§ Exercise objective
Can you rewrite the forum post from "First post on" up to and including "until you attack.", using "message board" in place of "forum"?

§ Source text
Question about riposte, trip and regain footing.

Dan True

Mongoose
Hello.

First post on this forum. Gave MRQII a testrun this Friday, and really liked it! However, some questions popped up in our gaming group, which I hope someone can answer. I have searched the forum, and have been unable to find a thread already answering this. Please provide a link if I have not searched thoroughly. Thanks!

Riposte: Does this attack have some advantage over a normal attack? (ie. cannot be parried or such?). As I see it, there is no reason to use the riposte action. It is much better to simply wait choose enhance parry or something, and then wait till your SR to attack. The benefit of waiting is that you have another CA availaible for parry until you attack.

On top of this, is there any rule stopping a character from simply "do nothing" the first 2-3 runs of the strike rank loop and then use all of his CA. I would never allow it as a DM, but is there a rule governing it?

Trip and regain footing: As we found, trip opponent is a very good combat manouvre, although the opposed athletic can be quite easy to win of the attack roll was a low one. However, I am in doubt as to how a tripped character regains his footing.
There are two possibilities in he rulebook, either the CA "Change Stance" or the CM "Regain footing". As we decided to play it, "Change Stance" is only if unengaged, as an engaged character would surely be hardly pressed to stand up if an opponent is bearing down upon him.
If the character is engaged, we decided that the character needs to gain a CM from an attack roll (at the -20%) and then choose "Regain footing" - this represents the character struggling for room to get up again.

§ Stored records
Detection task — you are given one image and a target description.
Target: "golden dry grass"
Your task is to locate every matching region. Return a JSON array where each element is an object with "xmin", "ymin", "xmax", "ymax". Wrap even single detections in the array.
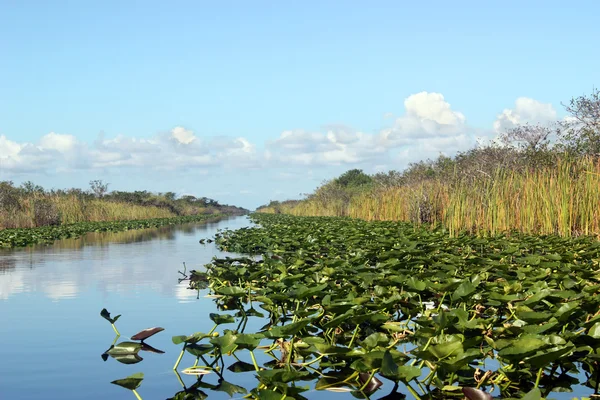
[{"xmin": 261, "ymin": 158, "xmax": 600, "ymax": 237}]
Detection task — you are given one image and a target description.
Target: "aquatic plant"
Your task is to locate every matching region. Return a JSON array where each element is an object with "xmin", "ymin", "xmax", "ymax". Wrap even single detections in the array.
[
  {"xmin": 0, "ymin": 214, "xmax": 223, "ymax": 247},
  {"xmin": 100, "ymin": 308, "xmax": 121, "ymax": 337},
  {"xmin": 195, "ymin": 215, "xmax": 600, "ymax": 398},
  {"xmin": 111, "ymin": 372, "xmax": 144, "ymax": 400}
]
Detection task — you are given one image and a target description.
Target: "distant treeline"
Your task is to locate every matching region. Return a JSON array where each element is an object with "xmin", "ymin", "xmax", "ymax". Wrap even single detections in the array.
[
  {"xmin": 258, "ymin": 90, "xmax": 600, "ymax": 236},
  {"xmin": 0, "ymin": 180, "xmax": 248, "ymax": 229}
]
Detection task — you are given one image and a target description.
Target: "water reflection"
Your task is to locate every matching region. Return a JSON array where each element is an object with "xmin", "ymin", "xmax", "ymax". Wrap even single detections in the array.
[{"xmin": 0, "ymin": 217, "xmax": 248, "ymax": 301}]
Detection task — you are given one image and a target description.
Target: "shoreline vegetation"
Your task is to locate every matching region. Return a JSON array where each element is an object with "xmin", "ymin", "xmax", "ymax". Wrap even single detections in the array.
[
  {"xmin": 257, "ymin": 89, "xmax": 600, "ymax": 237},
  {"xmin": 0, "ymin": 214, "xmax": 232, "ymax": 248},
  {"xmin": 0, "ymin": 180, "xmax": 249, "ymax": 248}
]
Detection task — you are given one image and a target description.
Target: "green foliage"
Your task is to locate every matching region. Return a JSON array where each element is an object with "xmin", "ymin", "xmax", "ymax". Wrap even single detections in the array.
[
  {"xmin": 334, "ymin": 169, "xmax": 372, "ymax": 187},
  {"xmin": 0, "ymin": 215, "xmax": 226, "ymax": 247}
]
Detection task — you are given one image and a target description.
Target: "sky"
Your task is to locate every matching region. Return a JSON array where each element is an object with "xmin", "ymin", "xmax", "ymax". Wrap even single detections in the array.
[{"xmin": 0, "ymin": 0, "xmax": 600, "ymax": 209}]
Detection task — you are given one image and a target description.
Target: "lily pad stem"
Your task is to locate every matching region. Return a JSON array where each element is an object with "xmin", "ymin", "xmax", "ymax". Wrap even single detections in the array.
[
  {"xmin": 173, "ymin": 343, "xmax": 187, "ymax": 371},
  {"xmin": 406, "ymin": 382, "xmax": 421, "ymax": 400},
  {"xmin": 534, "ymin": 368, "xmax": 544, "ymax": 388},
  {"xmin": 348, "ymin": 324, "xmax": 358, "ymax": 349},
  {"xmin": 250, "ymin": 350, "xmax": 260, "ymax": 372},
  {"xmin": 359, "ymin": 370, "xmax": 377, "ymax": 392},
  {"xmin": 423, "ymin": 336, "xmax": 433, "ymax": 351}
]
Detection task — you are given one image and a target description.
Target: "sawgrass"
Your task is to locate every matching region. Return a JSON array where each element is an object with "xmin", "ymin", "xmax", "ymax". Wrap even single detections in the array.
[{"xmin": 260, "ymin": 158, "xmax": 600, "ymax": 236}]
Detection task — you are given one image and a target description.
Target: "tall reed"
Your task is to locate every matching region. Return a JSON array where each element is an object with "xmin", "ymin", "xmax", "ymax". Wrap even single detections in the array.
[{"xmin": 269, "ymin": 158, "xmax": 600, "ymax": 237}]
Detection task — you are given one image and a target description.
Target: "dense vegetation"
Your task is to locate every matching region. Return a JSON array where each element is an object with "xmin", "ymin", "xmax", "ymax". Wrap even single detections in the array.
[
  {"xmin": 0, "ymin": 214, "xmax": 227, "ymax": 248},
  {"xmin": 0, "ymin": 180, "xmax": 247, "ymax": 229},
  {"xmin": 158, "ymin": 214, "xmax": 600, "ymax": 399},
  {"xmin": 259, "ymin": 90, "xmax": 600, "ymax": 236}
]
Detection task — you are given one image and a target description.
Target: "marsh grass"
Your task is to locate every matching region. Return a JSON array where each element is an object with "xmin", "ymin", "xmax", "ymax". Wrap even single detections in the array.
[
  {"xmin": 268, "ymin": 158, "xmax": 600, "ymax": 236},
  {"xmin": 0, "ymin": 194, "xmax": 177, "ymax": 229}
]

§ Answer to this task
First post on this message board. Gave MRQII a testrun this Friday, and really liked it! However, some questions popped up in our gaming group, which I hope someone can answer. I have searched the message board, and have been unable to find a thread already answering this. Please provide a link if I have not searched thoroughly. Thanks!

Riposte: Does this attack have some advantage over a normal attack? (ie. cannot be parried or such?). As I see it, there is no reason to use the riposte action. It is much better to simply wait choose enhance parry or something, and then wait till your SR to attack. The benefit of waiting is that you have another CA availaible for parry until you attack.